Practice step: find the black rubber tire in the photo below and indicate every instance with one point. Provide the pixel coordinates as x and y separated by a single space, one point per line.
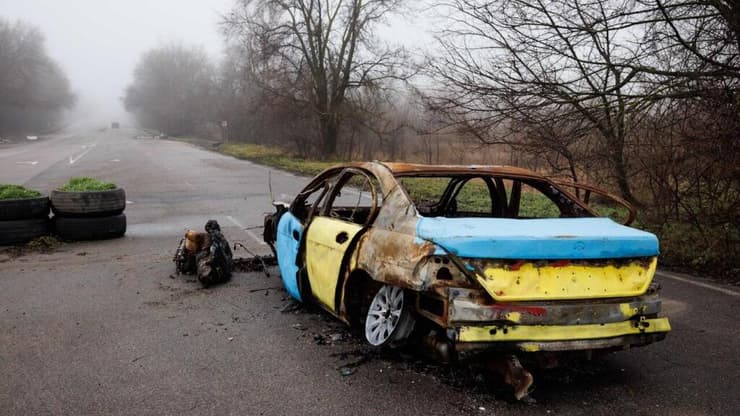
24 209
95 228
22 231
88 204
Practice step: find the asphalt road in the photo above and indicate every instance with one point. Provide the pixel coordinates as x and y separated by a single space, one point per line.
105 327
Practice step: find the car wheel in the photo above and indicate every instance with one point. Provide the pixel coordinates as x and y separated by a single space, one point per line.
88 204
389 321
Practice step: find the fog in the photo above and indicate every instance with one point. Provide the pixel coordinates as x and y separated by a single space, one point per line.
98 42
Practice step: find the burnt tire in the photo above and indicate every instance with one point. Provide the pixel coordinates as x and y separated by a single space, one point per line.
389 320
24 209
95 228
88 204
22 231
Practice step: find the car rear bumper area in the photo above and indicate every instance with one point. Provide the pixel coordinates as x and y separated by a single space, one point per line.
533 338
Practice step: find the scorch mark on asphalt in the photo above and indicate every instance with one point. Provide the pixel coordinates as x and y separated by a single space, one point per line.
249 233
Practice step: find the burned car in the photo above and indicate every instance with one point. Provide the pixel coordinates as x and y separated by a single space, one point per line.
483 258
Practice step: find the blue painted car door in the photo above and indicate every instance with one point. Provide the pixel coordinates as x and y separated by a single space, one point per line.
289 235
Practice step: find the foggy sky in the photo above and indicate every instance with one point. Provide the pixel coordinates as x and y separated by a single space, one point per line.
99 42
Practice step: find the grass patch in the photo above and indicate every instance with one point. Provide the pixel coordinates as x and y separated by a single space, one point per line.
86 184
275 157
8 191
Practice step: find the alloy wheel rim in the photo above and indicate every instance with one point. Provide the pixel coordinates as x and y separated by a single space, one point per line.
384 315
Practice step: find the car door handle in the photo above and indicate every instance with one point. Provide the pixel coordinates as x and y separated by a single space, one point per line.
342 237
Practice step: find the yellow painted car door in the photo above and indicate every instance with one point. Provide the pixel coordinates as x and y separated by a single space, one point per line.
327 240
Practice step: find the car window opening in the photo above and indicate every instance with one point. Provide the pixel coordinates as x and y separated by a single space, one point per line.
485 196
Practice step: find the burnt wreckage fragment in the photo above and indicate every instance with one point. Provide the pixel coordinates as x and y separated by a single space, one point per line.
207 255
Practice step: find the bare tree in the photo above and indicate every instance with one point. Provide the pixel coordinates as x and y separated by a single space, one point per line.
33 88
316 51
173 90
539 62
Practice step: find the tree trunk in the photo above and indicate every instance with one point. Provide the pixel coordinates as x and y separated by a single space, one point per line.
329 133
622 181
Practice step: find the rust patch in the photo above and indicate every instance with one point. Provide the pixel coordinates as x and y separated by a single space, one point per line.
531 310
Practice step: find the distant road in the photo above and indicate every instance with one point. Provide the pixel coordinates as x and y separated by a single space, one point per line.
103 328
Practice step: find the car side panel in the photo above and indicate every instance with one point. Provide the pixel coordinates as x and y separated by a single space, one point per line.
324 254
287 246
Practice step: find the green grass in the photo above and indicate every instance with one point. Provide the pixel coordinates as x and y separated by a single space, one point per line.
85 184
274 157
8 191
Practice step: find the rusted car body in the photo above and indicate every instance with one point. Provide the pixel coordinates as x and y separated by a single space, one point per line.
487 275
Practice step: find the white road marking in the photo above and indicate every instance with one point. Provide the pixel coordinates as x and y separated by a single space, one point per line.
695 283
73 160
249 233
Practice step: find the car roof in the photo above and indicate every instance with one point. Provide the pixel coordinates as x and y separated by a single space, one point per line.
406 169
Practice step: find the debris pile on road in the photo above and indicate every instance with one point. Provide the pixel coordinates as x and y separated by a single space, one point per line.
207 255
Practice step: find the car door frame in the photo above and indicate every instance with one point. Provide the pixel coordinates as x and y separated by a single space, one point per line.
292 268
325 211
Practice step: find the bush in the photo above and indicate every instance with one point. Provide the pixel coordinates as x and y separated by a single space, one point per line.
8 191
85 184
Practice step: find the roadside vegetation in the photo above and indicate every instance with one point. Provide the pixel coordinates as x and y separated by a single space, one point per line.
34 91
9 191
275 157
86 184
639 97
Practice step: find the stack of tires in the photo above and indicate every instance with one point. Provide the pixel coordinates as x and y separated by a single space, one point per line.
90 215
22 220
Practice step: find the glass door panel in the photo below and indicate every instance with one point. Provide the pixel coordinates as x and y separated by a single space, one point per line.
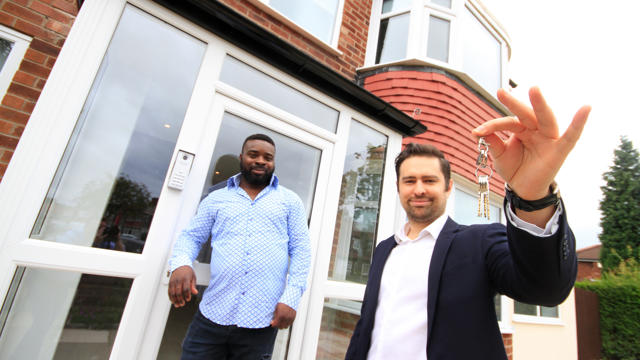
106 188
297 166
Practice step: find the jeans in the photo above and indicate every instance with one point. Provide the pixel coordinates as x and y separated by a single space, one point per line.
208 340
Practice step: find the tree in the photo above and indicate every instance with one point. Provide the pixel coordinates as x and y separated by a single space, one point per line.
620 207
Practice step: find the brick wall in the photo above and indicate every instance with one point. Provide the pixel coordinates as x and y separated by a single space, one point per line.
447 108
48 22
352 41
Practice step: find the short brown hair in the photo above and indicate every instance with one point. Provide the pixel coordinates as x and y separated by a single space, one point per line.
414 149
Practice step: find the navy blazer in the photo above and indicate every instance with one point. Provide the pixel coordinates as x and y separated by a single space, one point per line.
469 265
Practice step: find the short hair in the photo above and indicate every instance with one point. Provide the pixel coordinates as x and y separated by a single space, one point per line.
262 137
427 150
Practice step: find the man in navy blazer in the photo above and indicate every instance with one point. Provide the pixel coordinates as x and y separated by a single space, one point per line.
431 286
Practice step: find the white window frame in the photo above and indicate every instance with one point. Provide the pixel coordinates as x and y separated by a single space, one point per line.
20 45
416 54
331 46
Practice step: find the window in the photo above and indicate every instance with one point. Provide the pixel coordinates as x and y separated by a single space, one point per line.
451 34
315 16
535 310
394 31
359 205
482 53
13 45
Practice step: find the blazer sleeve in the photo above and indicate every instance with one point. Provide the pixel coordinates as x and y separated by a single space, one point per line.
532 269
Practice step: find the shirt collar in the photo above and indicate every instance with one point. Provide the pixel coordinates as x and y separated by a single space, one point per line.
234 181
432 229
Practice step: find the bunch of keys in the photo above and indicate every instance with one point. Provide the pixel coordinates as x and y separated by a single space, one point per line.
483 180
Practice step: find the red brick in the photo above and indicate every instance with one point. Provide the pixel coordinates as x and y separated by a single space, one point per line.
58 27
44 47
35 69
28 106
24 91
30 29
6 127
8 142
13 101
35 56
6 19
23 13
24 78
68 6
13 115
6 156
52 13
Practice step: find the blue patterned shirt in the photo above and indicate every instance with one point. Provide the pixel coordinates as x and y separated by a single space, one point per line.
253 244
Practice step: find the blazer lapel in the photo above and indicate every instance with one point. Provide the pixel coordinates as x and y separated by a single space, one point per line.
435 268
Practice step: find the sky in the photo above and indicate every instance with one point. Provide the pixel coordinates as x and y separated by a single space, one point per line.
579 52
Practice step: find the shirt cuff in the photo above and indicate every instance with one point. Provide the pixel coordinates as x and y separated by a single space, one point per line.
291 297
550 228
178 261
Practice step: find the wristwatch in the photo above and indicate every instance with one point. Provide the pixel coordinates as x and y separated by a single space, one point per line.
532 205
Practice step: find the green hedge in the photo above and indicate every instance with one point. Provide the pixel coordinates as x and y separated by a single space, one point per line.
619 297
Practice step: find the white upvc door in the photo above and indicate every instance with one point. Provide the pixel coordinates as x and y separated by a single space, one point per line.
90 138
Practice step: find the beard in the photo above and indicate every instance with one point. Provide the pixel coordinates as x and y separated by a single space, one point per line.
253 179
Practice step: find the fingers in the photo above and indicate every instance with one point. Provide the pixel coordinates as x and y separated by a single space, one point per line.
522 111
508 123
547 124
573 132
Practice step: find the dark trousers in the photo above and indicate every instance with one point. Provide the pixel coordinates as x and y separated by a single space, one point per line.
208 340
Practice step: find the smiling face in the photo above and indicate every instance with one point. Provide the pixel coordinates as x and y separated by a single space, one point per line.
422 189
257 162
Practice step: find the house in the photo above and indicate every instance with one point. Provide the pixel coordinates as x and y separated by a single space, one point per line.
145 109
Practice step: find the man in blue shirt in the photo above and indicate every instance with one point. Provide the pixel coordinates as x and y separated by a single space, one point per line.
260 257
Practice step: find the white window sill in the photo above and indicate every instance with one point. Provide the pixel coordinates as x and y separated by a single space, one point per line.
542 320
333 50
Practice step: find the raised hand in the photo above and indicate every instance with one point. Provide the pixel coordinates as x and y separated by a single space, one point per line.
532 156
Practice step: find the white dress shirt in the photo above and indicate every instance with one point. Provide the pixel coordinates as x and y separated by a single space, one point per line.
401 323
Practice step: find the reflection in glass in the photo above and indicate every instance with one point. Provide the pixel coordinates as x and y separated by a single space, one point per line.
438 42
482 54
359 205
317 17
110 177
445 3
264 87
5 50
392 40
339 318
395 5
524 309
549 311
466 209
62 315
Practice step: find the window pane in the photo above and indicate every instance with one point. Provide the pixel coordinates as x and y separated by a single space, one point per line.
62 315
445 3
5 50
266 88
339 318
106 188
395 5
359 205
392 40
482 54
316 16
549 311
525 309
466 209
438 42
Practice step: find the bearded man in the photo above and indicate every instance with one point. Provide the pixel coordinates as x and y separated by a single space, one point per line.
258 232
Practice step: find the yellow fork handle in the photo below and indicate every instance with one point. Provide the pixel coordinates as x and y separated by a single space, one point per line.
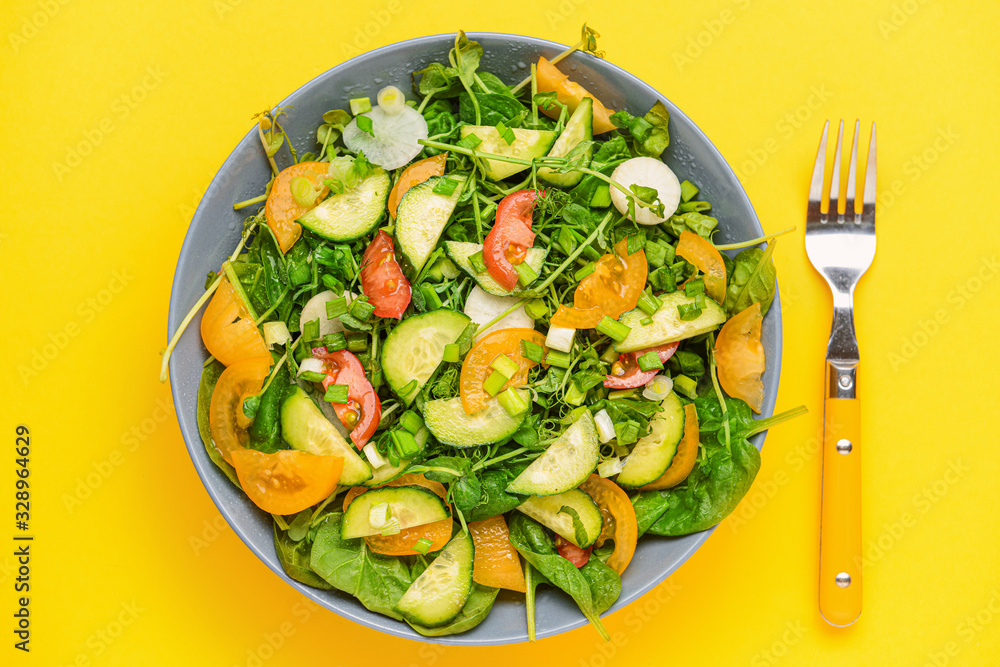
840 530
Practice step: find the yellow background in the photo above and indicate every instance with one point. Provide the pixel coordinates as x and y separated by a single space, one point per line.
133 564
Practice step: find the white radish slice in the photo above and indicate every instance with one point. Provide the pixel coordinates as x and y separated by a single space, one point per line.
395 136
482 307
315 308
651 173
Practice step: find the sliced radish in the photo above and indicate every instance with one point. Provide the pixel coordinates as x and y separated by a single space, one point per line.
651 173
394 137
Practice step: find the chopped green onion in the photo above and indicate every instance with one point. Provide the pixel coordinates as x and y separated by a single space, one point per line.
614 329
585 271
525 274
650 362
357 342
648 302
688 190
494 383
335 341
335 307
446 186
536 309
360 105
452 353
477 263
513 402
411 421
558 359
532 351
336 393
686 386
506 133
422 545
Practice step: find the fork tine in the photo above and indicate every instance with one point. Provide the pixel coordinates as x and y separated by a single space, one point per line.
835 179
868 201
851 178
816 186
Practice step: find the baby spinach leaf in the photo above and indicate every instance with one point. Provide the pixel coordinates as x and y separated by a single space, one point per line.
752 280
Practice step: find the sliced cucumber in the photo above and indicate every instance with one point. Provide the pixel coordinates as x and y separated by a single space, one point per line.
353 213
439 593
460 252
652 455
564 465
667 326
420 218
527 144
447 421
415 348
557 513
578 129
408 505
305 428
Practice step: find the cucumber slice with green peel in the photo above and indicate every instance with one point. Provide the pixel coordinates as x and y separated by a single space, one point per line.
353 213
667 326
415 348
578 129
565 464
307 429
439 593
653 454
421 216
408 505
573 515
447 421
459 252
527 144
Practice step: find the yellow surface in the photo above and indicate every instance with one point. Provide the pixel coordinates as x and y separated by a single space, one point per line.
141 102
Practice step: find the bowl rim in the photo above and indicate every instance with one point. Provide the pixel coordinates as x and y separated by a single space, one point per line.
204 466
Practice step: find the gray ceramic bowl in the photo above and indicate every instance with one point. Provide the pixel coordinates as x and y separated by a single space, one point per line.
215 230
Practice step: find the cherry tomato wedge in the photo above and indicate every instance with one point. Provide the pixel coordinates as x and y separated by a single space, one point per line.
228 330
511 236
281 209
613 288
620 523
706 259
740 357
476 367
572 553
363 410
288 481
382 279
497 563
626 374
226 420
415 174
687 453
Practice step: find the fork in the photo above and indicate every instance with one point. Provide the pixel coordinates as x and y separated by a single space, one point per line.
841 246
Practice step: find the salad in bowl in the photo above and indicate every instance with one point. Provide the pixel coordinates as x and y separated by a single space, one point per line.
479 338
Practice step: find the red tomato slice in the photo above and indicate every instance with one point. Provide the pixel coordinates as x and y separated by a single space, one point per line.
382 280
626 374
508 242
572 553
363 410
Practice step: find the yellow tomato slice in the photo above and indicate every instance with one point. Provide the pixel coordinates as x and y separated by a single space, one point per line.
288 481
613 288
476 367
740 357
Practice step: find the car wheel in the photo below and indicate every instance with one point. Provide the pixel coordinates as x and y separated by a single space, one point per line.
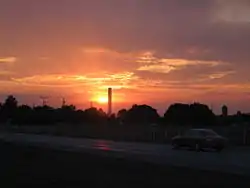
175 146
219 149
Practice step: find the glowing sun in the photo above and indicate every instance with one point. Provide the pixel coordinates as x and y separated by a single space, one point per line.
102 100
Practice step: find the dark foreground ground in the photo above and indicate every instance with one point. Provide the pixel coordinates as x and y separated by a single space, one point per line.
39 167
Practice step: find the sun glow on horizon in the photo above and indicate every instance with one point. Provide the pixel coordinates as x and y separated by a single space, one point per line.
102 99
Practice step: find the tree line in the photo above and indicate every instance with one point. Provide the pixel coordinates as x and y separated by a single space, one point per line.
176 114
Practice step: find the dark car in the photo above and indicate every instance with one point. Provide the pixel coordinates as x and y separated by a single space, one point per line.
199 139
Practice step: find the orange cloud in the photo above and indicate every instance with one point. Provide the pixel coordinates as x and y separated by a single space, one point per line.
8 60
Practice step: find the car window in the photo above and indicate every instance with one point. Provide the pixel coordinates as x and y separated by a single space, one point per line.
208 133
192 133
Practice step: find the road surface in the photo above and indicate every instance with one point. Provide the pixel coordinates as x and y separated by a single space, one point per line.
232 160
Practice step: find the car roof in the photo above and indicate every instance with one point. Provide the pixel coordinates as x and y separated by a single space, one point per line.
201 130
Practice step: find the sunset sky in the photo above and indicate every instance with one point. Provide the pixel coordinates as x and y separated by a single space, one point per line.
150 51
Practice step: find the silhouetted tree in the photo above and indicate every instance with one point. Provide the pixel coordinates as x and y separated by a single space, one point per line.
9 108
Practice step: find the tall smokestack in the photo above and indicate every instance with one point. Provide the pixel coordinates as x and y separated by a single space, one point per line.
109 101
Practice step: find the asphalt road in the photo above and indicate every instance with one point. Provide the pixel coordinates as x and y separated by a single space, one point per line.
233 160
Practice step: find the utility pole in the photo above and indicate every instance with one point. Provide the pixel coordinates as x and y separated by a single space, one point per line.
44 100
63 102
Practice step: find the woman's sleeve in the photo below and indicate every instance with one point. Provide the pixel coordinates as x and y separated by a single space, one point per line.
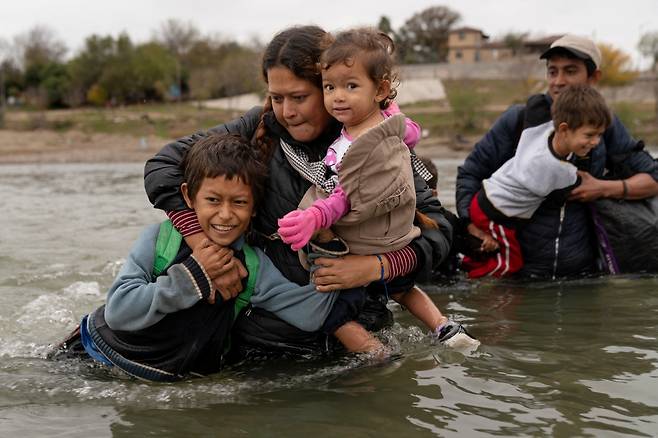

──────────

- [Required work]
Show every line of the data above that contains the word "hair". Case counts.

- [Result of the task]
Practice step: find the short brown hair in the photo above and indicate every instance with one point. Provide the pixel coordinates as x and y separated by a single space, one point per line.
Practice step: find the short hair in the photo above and indicate every instance with one point. Provide the pixel coordinates as x and y separated by a single space, one point per line.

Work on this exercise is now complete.